**Work to complete**:
a - From the passage on Greenberg's chapters, list every factor that the length and detail of the overview of a composer's body of work are said to depend on.
b - Decide whether each statement agrees with the passage on Greenberg's chapters. Answer yes or no, and quote the words of the passage that settle it.
(i) A well-trained ear is required to follow Greenberg's analysis.
(ii) Greenberg demonstrates the concepts on the piano.
(iii) Each chapter presents the overview of the composer's body of work before the synopsis of the composer's life.

**Source passage**:
((
Greenberg begins each of the chapters on musical compositions with a brief synopsis of the life and background of the composer. Anecdotes illustrating significant events in or related to the composer’s life are recounted and psychological insights into the psyche of the composer are offered. An overview of the composer’s body of work follows. This varies in length and detail depending on the composer, the unique nature of the focal work and whether a single or multiple chapters are devoted to the composer’s works. This material is informative, well documented, and every bit as interesting as the material focusing on the composition.

The chapter then turns to a detailed analysis of the focal work. Greenberg selects important movements and segments within those movements and illustrates the how the musical structure differs from the prevailing approach. A well-trained ear is an asset but by no means necessary as Greenberg’s explanation of the concepts and demonstration of them on the piano is easy to grasp. Nevertheless, I sometimes found the components difficult to recognize when the symphonic work was played by a full orchestra as we would hear it on a CD or in the concert hall. Greenberg’s explanation greatly enhanced my understanding of the novel approaches of the composers, because the innovative elements of the symphony meld together into a harmonious composition.
))
**Extracted material**:
((
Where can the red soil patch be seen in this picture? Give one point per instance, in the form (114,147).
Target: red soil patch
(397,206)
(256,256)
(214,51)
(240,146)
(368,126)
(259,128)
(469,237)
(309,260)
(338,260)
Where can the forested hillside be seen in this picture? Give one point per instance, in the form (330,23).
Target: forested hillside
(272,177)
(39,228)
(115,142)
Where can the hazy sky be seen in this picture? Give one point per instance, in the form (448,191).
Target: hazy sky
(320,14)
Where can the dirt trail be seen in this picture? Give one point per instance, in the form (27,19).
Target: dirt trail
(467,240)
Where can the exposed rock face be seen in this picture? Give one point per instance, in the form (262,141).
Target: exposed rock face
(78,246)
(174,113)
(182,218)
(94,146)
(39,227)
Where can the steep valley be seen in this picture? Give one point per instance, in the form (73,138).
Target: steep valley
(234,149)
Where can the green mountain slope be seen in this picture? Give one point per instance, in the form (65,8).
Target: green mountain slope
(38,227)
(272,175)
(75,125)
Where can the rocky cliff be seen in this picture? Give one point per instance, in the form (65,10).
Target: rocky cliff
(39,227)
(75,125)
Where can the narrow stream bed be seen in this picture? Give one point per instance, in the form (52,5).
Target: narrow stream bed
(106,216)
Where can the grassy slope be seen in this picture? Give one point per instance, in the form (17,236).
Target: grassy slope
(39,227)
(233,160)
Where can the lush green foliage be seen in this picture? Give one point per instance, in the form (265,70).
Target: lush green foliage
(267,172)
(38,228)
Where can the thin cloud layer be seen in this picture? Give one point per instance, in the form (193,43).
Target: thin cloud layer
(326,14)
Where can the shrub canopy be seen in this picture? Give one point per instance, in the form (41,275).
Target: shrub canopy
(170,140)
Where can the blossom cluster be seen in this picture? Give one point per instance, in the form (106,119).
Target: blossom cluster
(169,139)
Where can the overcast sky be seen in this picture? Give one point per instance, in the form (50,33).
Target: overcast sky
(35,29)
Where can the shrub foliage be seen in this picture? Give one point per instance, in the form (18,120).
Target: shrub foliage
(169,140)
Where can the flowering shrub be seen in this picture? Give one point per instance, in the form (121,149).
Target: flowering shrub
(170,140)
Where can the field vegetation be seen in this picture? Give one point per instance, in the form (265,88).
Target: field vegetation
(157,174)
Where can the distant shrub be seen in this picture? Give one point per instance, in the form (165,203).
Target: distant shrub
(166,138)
))
((
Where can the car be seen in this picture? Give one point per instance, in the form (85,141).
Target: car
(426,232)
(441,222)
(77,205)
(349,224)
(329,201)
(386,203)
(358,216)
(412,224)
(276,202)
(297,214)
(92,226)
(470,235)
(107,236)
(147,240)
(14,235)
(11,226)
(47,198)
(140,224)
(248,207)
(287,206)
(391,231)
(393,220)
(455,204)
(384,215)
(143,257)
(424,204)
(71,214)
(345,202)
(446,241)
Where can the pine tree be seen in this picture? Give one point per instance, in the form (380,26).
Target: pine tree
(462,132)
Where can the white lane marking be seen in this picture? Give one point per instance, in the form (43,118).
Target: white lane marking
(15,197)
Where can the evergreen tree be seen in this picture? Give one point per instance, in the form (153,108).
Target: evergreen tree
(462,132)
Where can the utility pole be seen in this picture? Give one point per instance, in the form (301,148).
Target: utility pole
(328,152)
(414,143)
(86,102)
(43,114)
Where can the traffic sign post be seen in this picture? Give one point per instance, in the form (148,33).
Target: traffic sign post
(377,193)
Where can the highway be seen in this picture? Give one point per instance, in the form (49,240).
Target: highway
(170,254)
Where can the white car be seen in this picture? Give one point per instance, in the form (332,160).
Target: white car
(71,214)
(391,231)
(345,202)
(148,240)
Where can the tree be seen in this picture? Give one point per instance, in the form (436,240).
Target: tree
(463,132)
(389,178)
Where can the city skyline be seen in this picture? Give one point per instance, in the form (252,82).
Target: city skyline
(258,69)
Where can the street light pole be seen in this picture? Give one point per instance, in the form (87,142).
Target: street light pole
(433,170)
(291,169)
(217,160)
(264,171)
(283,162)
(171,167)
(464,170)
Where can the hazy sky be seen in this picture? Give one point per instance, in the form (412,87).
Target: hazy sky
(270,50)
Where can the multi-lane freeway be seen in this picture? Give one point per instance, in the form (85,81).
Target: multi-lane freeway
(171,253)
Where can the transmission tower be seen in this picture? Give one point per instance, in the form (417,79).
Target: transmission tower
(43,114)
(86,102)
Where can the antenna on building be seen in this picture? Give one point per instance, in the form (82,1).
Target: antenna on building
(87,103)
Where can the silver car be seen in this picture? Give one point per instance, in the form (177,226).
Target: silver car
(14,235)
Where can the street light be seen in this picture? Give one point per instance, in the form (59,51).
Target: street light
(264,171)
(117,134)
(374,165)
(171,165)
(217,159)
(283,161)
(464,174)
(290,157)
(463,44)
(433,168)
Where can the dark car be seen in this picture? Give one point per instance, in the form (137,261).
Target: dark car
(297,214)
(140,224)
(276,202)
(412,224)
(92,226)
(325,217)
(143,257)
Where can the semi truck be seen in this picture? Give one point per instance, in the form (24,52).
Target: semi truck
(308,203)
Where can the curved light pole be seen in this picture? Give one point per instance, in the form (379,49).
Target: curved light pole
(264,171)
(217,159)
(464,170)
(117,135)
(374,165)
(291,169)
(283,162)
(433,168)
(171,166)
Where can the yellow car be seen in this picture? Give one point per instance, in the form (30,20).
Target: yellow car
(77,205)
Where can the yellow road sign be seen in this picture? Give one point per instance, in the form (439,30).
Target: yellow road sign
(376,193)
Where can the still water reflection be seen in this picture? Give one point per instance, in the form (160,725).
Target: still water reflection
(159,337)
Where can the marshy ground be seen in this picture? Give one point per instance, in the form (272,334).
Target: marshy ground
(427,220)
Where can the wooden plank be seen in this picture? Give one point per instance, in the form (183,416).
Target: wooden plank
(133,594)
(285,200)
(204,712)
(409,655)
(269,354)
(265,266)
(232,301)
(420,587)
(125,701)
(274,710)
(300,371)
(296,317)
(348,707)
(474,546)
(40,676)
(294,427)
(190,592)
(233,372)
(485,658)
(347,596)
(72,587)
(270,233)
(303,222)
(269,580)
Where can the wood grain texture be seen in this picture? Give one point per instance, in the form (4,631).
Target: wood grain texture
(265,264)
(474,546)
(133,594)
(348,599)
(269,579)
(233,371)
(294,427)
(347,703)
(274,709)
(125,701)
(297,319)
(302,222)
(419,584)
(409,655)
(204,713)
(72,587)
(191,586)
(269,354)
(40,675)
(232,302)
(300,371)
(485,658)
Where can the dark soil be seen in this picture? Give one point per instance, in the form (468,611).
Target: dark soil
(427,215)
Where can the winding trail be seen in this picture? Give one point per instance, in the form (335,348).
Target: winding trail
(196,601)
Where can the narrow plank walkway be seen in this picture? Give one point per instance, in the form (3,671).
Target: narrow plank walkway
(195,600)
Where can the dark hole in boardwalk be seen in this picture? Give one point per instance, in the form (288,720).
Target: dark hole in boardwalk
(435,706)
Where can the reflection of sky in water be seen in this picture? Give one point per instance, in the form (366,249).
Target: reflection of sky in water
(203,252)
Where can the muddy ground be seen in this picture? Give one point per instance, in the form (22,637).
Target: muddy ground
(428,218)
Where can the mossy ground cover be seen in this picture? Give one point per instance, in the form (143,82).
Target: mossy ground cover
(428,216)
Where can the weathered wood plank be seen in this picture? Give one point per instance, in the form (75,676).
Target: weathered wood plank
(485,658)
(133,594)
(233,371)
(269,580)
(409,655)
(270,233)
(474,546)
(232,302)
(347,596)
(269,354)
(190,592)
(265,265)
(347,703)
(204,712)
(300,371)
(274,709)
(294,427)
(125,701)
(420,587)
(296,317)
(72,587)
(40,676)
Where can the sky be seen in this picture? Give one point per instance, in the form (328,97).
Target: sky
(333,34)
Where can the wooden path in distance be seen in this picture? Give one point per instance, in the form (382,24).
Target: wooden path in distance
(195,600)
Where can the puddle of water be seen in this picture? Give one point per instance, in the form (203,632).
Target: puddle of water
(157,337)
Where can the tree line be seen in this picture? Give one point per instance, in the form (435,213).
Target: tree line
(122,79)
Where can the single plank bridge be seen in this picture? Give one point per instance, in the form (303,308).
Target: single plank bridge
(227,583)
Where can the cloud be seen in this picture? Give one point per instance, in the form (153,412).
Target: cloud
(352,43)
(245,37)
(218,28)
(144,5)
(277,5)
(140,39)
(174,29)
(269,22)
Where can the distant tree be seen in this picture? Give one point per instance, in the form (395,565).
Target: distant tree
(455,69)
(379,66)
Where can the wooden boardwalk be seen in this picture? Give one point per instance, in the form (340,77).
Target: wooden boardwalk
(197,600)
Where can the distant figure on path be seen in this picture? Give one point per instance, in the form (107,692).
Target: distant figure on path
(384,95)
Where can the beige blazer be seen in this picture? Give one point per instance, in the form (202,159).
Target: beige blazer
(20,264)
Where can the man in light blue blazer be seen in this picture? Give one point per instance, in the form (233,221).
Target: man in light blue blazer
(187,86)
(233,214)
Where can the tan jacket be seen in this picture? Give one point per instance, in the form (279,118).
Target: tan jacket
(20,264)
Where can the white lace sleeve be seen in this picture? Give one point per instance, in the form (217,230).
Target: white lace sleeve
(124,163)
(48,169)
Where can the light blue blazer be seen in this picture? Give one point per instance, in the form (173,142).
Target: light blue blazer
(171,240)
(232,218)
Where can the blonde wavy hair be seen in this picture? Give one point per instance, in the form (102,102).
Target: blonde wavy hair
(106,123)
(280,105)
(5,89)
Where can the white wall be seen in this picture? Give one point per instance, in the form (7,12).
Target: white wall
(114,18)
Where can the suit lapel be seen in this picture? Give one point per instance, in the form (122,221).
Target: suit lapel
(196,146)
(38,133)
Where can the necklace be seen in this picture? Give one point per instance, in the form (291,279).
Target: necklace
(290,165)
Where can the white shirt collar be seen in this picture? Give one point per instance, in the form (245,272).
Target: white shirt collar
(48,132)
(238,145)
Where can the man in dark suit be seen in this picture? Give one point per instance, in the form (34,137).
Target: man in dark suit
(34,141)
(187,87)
))
((
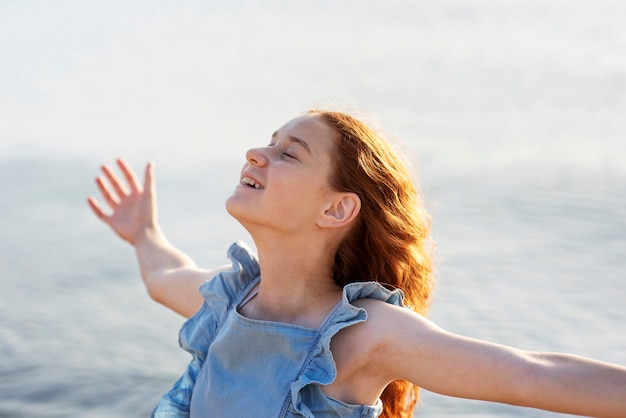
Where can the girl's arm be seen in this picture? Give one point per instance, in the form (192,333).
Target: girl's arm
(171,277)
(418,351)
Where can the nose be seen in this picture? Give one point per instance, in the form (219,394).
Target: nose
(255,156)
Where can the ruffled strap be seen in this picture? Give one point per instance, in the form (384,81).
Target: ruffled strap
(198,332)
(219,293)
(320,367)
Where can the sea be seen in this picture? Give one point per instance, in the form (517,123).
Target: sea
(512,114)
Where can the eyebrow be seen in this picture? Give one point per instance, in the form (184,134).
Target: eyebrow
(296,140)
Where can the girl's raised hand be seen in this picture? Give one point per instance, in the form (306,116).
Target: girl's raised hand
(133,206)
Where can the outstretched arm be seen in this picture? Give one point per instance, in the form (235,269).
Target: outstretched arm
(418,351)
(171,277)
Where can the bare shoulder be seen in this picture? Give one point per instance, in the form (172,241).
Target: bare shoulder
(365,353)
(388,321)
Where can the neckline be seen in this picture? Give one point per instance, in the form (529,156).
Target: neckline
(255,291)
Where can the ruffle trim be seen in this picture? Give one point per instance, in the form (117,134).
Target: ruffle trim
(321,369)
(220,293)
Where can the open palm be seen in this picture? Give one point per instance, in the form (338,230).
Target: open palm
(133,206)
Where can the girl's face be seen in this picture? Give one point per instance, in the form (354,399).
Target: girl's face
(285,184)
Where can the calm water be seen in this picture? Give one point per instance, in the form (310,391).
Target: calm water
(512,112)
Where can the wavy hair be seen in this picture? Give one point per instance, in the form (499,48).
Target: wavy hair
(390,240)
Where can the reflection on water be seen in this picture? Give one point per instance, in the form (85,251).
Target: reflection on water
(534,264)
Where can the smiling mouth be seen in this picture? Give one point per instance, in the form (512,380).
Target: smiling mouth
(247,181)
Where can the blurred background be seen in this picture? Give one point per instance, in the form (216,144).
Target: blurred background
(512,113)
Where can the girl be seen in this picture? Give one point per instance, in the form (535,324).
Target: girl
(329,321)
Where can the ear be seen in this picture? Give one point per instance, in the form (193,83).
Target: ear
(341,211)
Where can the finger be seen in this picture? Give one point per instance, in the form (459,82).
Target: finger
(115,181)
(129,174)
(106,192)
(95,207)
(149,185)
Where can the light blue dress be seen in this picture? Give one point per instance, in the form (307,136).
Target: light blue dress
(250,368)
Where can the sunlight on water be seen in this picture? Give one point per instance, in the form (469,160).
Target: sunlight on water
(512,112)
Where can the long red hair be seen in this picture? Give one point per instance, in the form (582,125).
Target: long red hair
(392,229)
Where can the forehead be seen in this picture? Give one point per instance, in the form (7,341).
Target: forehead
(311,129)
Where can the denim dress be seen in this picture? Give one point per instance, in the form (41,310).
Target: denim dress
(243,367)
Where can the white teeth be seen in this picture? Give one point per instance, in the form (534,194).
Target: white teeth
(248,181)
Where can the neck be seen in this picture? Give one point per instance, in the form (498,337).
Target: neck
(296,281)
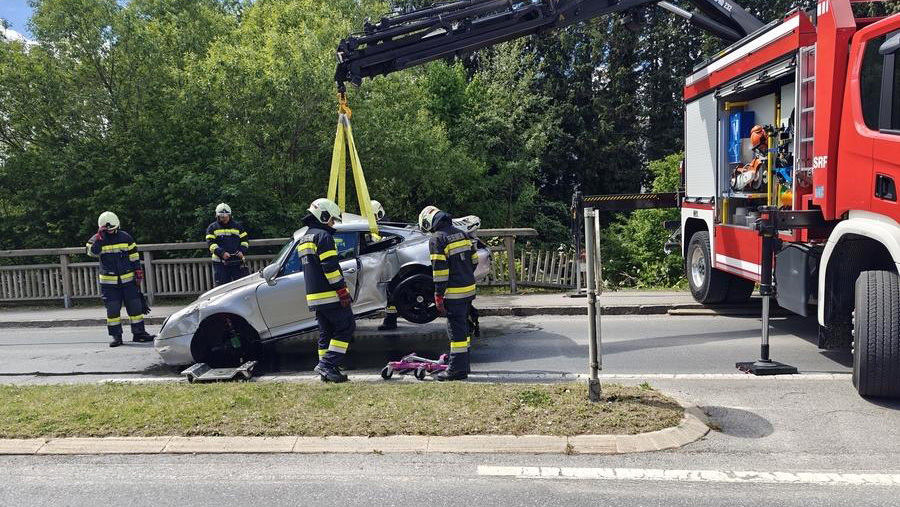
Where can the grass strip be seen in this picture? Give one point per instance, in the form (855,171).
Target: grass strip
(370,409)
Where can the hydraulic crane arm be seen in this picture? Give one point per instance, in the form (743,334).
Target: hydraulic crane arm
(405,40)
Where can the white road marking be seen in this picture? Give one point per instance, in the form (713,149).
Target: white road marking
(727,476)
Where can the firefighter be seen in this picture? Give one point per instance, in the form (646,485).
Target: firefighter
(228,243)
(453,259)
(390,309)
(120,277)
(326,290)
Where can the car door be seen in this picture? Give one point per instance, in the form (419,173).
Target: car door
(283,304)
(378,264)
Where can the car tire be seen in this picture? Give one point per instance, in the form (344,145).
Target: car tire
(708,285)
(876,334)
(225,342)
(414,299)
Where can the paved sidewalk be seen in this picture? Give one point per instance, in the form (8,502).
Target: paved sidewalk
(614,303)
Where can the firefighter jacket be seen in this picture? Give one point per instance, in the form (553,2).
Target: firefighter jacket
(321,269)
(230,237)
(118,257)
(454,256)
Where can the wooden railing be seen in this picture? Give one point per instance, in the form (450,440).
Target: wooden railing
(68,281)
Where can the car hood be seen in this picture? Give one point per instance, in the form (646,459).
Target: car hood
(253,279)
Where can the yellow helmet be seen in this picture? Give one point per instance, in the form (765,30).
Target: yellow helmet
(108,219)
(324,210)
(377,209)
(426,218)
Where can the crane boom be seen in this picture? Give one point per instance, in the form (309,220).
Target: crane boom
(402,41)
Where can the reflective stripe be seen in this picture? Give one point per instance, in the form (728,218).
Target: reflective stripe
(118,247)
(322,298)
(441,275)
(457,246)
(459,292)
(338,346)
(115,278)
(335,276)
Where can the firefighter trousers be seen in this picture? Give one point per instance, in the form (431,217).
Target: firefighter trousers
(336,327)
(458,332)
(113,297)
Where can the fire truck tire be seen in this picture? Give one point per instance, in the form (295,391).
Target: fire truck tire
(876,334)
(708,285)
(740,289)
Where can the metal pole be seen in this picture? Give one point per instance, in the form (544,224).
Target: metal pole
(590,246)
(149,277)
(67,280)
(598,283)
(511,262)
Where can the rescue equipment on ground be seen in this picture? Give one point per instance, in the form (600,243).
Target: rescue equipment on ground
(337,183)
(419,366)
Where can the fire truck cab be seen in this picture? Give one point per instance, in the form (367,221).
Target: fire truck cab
))
**Outputs**:
a -
1. The composer
2. The unique nature of the focal work
3. Whether a single or multiple chapters are devoted to the composer's works

b -
(i) No. "A well-trained ear is an asset but by no means necessary"
(ii) Yes. "Greenberg’s explanation of the concepts and demonstration of them on the piano is easy to grasp"
(iii) No. "Greenberg begins each of the chapters on musical compositions with a brief synopsis of the life and background of the composer" and "An overview of the composer’s body of work follows."